## WHAT YOU NEED TO DO:
Rewrite the rows from the line containing "I need to verify whether the ocean" through the line containing "159 244 448 336", changing "brown mud" to "dark mud" and leaving everything else as it is.

━━━ TASK INPUT ━━━

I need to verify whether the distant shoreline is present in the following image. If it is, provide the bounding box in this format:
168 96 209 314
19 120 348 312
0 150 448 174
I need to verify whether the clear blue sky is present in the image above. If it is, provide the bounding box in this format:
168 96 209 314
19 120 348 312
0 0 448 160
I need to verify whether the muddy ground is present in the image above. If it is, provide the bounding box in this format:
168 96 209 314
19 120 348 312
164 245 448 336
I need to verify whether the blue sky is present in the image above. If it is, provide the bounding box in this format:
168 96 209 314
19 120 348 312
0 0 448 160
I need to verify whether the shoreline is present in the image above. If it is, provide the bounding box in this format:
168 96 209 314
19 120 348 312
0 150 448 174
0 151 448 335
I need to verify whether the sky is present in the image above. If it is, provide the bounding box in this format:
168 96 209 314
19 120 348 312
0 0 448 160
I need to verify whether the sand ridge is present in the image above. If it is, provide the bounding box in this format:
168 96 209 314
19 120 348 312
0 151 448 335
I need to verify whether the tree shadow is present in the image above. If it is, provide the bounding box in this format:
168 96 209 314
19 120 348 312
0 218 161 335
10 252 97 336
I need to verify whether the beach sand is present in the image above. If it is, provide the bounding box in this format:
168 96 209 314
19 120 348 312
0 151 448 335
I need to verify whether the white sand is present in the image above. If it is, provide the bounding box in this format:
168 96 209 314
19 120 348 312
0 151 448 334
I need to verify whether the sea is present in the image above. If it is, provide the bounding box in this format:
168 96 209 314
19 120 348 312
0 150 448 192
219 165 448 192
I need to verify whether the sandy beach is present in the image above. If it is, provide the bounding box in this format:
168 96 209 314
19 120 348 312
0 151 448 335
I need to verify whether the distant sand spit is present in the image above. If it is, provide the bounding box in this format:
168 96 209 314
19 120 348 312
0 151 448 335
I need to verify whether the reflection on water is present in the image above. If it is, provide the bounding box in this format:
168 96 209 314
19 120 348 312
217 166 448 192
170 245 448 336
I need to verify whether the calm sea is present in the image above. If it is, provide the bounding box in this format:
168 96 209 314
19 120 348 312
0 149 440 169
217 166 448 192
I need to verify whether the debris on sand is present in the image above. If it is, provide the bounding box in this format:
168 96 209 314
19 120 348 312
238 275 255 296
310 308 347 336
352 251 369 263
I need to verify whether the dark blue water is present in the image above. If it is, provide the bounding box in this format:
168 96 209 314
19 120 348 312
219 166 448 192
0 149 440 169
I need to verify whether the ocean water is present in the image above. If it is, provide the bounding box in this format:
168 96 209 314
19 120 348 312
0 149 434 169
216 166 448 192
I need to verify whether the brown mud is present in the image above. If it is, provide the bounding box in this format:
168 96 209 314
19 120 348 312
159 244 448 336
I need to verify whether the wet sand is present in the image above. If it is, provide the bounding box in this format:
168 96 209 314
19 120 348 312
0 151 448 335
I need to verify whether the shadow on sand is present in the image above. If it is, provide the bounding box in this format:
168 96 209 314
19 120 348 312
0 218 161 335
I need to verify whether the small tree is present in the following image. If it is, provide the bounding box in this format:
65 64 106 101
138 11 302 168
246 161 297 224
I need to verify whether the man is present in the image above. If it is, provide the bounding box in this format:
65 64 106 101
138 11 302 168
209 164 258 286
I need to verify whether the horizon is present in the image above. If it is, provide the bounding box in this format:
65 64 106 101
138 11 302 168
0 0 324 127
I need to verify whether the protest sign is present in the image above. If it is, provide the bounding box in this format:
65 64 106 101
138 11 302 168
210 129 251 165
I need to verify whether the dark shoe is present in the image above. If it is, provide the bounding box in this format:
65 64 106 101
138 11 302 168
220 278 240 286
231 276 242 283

━━━

## SOLUTION TO THE EXERCISE:
I need to verify whether the ocean water is present in the image above. If it is, provide the bounding box in this format:
168 96 209 314
19 120 348 312
0 149 434 169
216 166 448 192
I need to verify whether the dark mud is present in the image above. If it is, provide the bounding box in this format:
168 96 209 314
19 120 348 312
159 244 448 336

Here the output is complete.